● EXERCISE: Skip the images and copy each record exactly as written.

● MATERIAL FOR THIS EXERCISE:
▼

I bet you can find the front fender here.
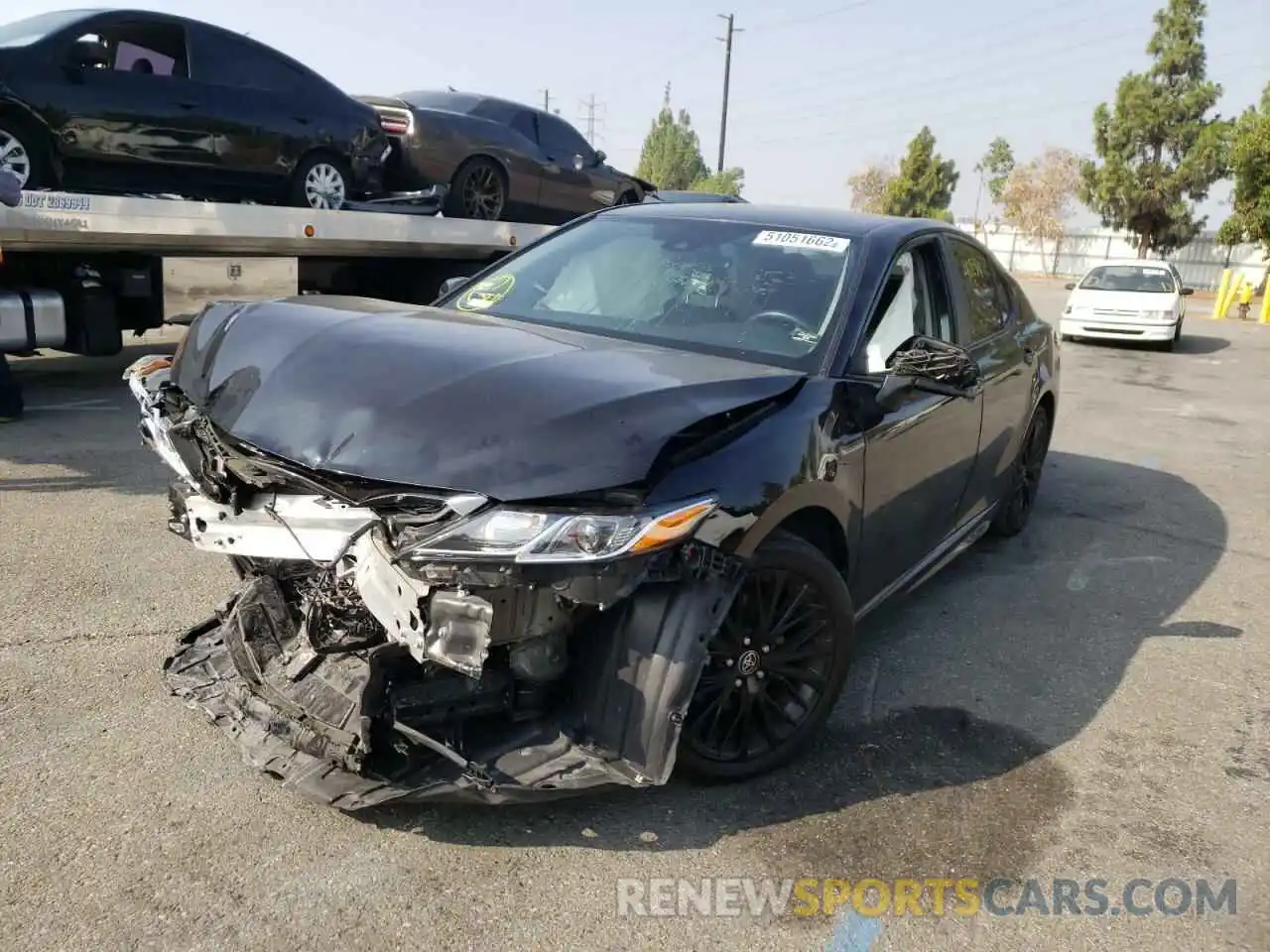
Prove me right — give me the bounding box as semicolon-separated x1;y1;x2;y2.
649;380;862;571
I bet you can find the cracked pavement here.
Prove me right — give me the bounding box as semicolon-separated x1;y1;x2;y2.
0;293;1270;952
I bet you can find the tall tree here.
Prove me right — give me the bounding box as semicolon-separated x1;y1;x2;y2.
635;83;710;191
847;159;895;214
999;149;1080;272
881;126;960;221
1080;0;1229;258
691;168;745;198
974;136;1015;228
1216;82;1270;258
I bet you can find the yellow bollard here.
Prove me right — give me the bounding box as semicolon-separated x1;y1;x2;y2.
1239;281;1252;321
1212;268;1234;317
1220;276;1243;317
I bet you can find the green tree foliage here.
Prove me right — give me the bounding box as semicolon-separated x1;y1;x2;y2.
1080;0;1229;258
974;136;1015;204
691;169;745;198
847;159;895;214
635;86;710;191
1216;83;1270;257
880;126;960;221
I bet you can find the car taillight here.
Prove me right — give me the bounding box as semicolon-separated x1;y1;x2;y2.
375;105;414;136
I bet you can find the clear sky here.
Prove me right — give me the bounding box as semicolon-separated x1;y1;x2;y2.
0;0;1270;227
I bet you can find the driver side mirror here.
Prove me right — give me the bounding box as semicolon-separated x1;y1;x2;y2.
437;277;471;298
876;334;979;413
66;37;110;69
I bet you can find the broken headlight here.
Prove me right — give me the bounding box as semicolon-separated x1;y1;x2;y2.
398;499;716;562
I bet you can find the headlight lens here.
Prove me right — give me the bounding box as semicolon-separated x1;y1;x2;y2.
398;499;717;562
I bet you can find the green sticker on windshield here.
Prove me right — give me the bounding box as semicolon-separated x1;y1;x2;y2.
454;274;516;311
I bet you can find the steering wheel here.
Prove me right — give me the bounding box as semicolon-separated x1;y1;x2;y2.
745;308;821;334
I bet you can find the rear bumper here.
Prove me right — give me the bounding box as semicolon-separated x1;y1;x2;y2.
1058;317;1181;341
349;136;391;196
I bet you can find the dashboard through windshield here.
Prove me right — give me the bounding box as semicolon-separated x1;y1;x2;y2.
441;214;851;369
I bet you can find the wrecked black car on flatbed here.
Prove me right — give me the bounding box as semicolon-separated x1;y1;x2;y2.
124;204;1058;810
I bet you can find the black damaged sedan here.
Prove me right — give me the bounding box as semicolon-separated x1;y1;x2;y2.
127;203;1060;810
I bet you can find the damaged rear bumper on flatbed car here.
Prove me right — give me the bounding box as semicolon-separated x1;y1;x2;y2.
128;359;744;810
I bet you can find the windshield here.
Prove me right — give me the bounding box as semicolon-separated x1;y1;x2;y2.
1080;264;1178;294
0;10;92;47
441;214;851;369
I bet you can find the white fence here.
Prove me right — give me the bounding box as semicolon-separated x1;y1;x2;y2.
957;221;1267;291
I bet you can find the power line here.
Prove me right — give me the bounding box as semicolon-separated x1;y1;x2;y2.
731;0;1117;109
716;13;745;172
581;92;603;145
726;35;1258;146
745;26;1143;134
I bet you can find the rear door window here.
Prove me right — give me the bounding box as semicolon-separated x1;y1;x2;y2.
949;239;1010;343
77;20;190;78
539;114;591;163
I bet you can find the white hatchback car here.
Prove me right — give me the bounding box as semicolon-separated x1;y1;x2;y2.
1058;259;1194;350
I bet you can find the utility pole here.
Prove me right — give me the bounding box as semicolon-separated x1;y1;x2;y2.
581;92;603;145
716;13;745;172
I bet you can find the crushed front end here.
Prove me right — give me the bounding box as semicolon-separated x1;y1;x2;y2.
126;358;743;810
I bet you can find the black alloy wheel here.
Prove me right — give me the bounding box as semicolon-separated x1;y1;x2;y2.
679;534;854;780
992;407;1051;536
448;159;507;221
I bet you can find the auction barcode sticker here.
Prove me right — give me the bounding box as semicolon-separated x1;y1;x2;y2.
753;231;851;255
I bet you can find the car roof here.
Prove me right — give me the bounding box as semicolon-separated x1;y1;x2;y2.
600;202;964;241
396;89;568;122
1084;258;1174;274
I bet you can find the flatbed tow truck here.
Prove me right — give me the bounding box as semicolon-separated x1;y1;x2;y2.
0;191;553;357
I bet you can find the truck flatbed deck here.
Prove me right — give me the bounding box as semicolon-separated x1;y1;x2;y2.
0;191;553;259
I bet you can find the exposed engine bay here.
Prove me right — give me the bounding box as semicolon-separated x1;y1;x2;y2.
124;357;744;810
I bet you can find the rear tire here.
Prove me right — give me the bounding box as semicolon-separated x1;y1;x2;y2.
677;532;854;781
444;155;507;221
0;115;55;190
287;153;353;210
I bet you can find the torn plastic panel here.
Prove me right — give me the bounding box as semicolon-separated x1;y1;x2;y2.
164;543;742;810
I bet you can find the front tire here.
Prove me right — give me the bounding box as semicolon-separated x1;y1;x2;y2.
679;532;854;781
989;404;1053;536
289;153;352;210
444;156;507;221
0;115;54;190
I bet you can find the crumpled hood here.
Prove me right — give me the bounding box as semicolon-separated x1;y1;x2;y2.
172;298;803;500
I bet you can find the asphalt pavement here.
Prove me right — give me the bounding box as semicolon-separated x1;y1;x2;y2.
0;285;1270;952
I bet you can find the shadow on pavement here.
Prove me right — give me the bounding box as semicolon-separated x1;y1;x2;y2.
1066;332;1230;354
0;337;178;494
365;452;1242;876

▲

● COMPLETE RESPONSE:
I bet you can find the front fender here.
Prove me right — give me the bounding box as semicolon-separated x1;y1;x2;y2.
649;380;862;571
I bet you can find the cracked pavement here.
Prove me right — give me the bounding box as semicolon-separated x1;y1;x2;y2.
0;293;1270;952
I bet you can find the tall tree here.
Prove me right — give me the bounding box as semicolon-separated x1;y1;x2;y2.
635;83;710;191
847;159;895;214
999;149;1080;272
881;126;960;221
1080;0;1229;258
691;168;745;198
974;136;1015;228
1216;82;1270;258
I bet you can find the yellow bollard here.
Prove me right — give me the bounding box as semicolon-separated x1;y1;x2;y2.
1239;281;1252;321
1212;268;1234;317
1220;276;1243;317
I bet you can find the green tree foliage here.
Prove me right — give me the bounding box as semicolon-separated x1;y1;x2;y2.
1080;0;1229;258
974;136;1015;204
691;169;745;198
847;159;895;214
635;86;710;191
1216;83;1270;257
880;126;960;221
I bet you can find the car taillight here.
Prove me right — give me the bounding box as semicolon-separated x1;y1;x2;y2.
375;105;414;136
I bet you can find the clear sky here.
Prove me right — give me the bounding box as semicolon-separated x1;y1;x2;y2.
0;0;1270;227
I bet you can find the driver side mirror here.
Prove me right — give me the bounding box as semicolon-separated x1;y1;x2;y2.
437;277;471;298
876;334;979;413
66;37;110;69
I bet you can find the broken headlight here.
Prove me right — give me the bounding box as semicolon-separated x1;y1;x2;y2.
398;499;716;562
I bet you can find the headlight lens here.
Prove me right — give me the bounding box as semicolon-separated x1;y1;x2;y2.
398;499;717;562
I bet you can find the green sticker on windshield here.
Prove me right — give me the bounding box as semicolon-separated x1;y1;x2;y2.
454;274;516;311
I bet you can find the steering wheel here.
Prove me right — give me the bounding box as semicolon-separated x1;y1;x2;y2.
745;308;821;334
I bet you can find the rear bumper here.
Prove me right — give me the bounding box as semicolon-separated x1;y1;x2;y2.
1058;317;1181;341
349;136;391;196
I bet you can find the dashboard through windshield here.
Prove me right — give me the bounding box as semicolon-separated x1;y1;x2;y2.
441;214;851;369
I bet you can find the wrecked black car on flatbed here.
Prove me right — give me the bounding box as semicolon-separated x1;y1;x2;y2.
124;204;1058;810
I bet you can find the black damaged sedan here.
Prove me right — give me the bounding box as semicolon-separated x1;y1;x2;y2.
127;203;1060;810
I bet you can find the damaged rear bumper on flatbed car here.
Prove me right — give me the bounding box as semicolon-separated x1;y1;x2;y2.
128;359;744;810
I bet you can find the windshield here.
Prove me right — give me the bounding box as semicolon-separated x1;y1;x2;y2.
1080;264;1178;294
0;10;92;47
441;214;851;369
I bet you can find the white fence here.
Prove me right — give me the bounding box as semicolon-separated x1;y1;x2;y2.
957;221;1267;291
I bet you can find the power line here.
Prove me right — give me the bounding box as semicolon-separated x1;y1;x2;y2.
731;0;1117;109
716;13;745;172
581;92;603;145
726;35;1258;146
745;26;1143;134
I bet you can find the rear door window here.
Prove me right — give me the bounding box as semicolon-separated x1;y1;x2;y2.
949;239;1010;343
77;20;190;78
539;114;591;163
I bet you can find the white hatchback car here.
Prove me right — give me the bounding box as semicolon-separated x1;y1;x2;y2.
1058;259;1194;350
I bet you can find the utility pole here.
Prove me right — give me the bounding box as semicolon-separated x1;y1;x2;y2.
581;92;603;145
716;13;745;172
I bet you can find the crushed front end here.
Prove me right — give me the bounding box as semicolon-separated x1;y1;x2;y2.
126;358;743;810
I bet you can find the black alloy wheel here.
Prove me right — give me the bounding box as semicolon-separated x1;y1;x2;y2.
679;534;854;780
992;407;1051;536
448;159;507;221
I bet you can find the auction barcode sticker here.
Prove me right — give me the bounding box as semicolon-separated x1;y1;x2;y2.
753;231;851;255
I bet you can find the car roof here.
Prove me right — give me the bounding box as semicolon-separated x1;y1;x2;y2.
600;202;964;241
396;89;568;122
1084;258;1174;274
I bet you can find the flatbed tow truck here.
Prove me right — give me the bounding box as semicolon-separated x1;y1;x2;y2.
0;191;553;357
I bet you can find the truck flatbed deck here.
Prove me right — give me the bounding box as semicolon-separated x1;y1;x2;y2.
0;191;553;259
I bet you can find the exposed engine bay here.
Prove me right — give me the bounding box as semicolon-separated x1;y1;x2;y2.
124;357;744;810
I bet you can find the rear tire here.
Prove me right — give me the bounding box as semicolon-separated x1;y1;x2;y2.
677;532;854;781
444;155;507;221
0;115;55;190
287;153;353;210
I bet you can find the torn plastic panel here.
Prove me right — give me the bounding box as semicolon-separated x1;y1;x2;y2.
164;543;742;810
I bet you can find the front tire here.
Prove me right — give me the bounding box as semicolon-separated x1;y1;x2;y2.
679;532;854;781
989;404;1053;536
289;153;352;210
444;156;507;221
0;115;54;190
I bet you can find the crumpled hood here.
Prove me right — give me the bounding box as semicolon-separated x1;y1;x2;y2.
172;298;803;500
I bet you can find the asphalt pavement here.
Prove me right — give me the bounding box as semicolon-separated x1;y1;x2;y2.
0;285;1270;952
I bet you can find the shadow on pavement here.
Prove me right — give me the bounding box as semicolon-separated x1;y1;x2;y2.
1066;332;1230;354
0;337;178;494
365;452;1242;876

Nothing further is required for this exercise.